→ **Task prompt**:
From the records below, output exactly the lines running from the line containing "top-left (568, 397), bottom-right (983, 663)" through the line containing "If there are", and no others.

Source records
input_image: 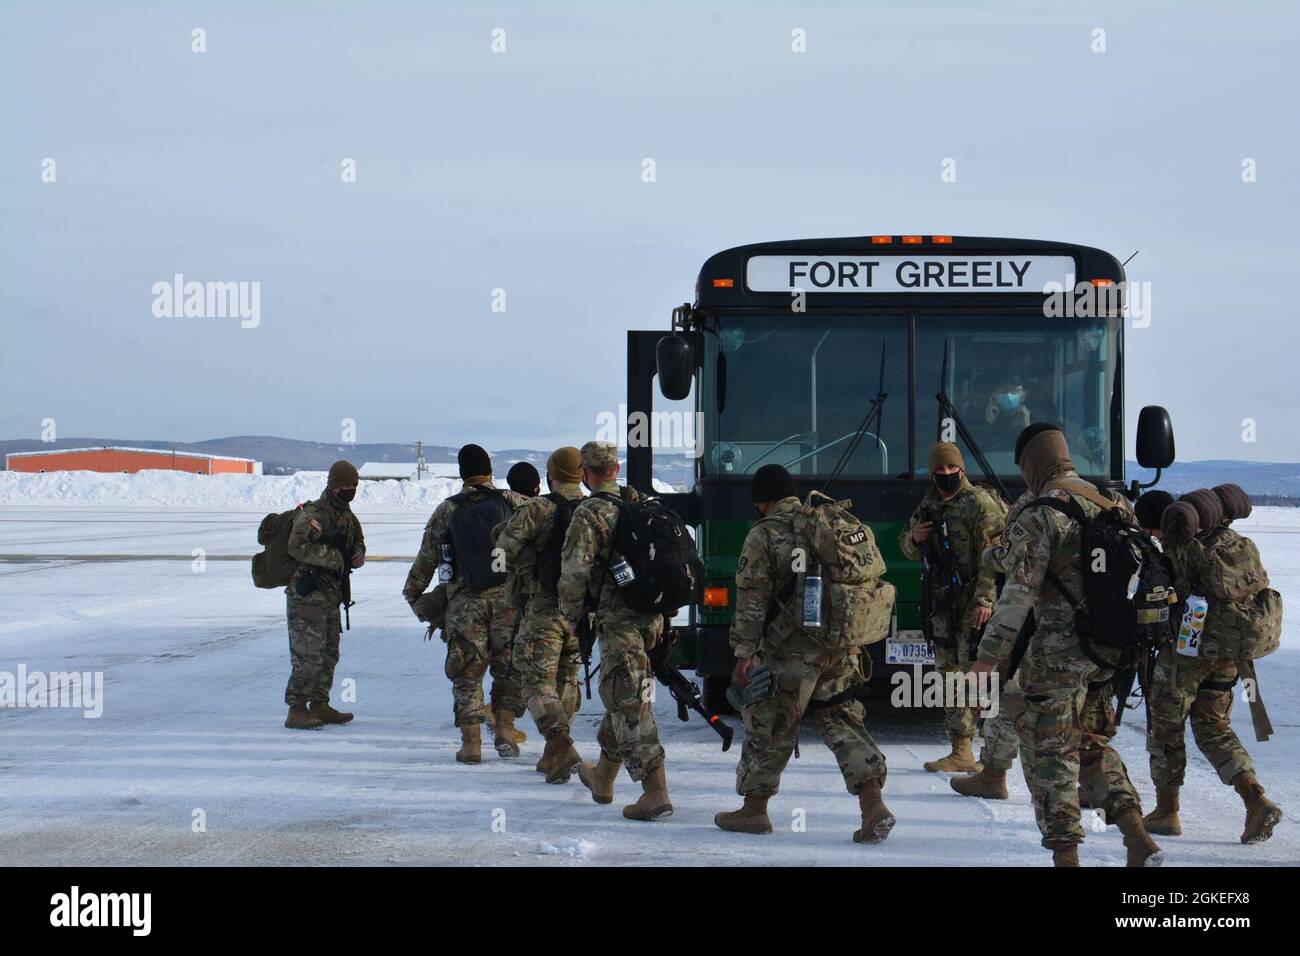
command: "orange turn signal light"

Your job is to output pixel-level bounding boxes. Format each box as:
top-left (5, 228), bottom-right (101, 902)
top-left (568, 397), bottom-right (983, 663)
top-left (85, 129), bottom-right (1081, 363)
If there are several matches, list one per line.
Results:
top-left (1090, 278), bottom-right (1114, 286)
top-left (712, 278), bottom-right (735, 288)
top-left (870, 235), bottom-right (892, 244)
top-left (901, 235), bottom-right (923, 244)
top-left (703, 586), bottom-right (730, 608)
top-left (932, 235), bottom-right (953, 244)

→ **Problem solution**:
top-left (568, 397), bottom-right (983, 663)
top-left (85, 129), bottom-right (1081, 363)
If there are several matches, list one per line.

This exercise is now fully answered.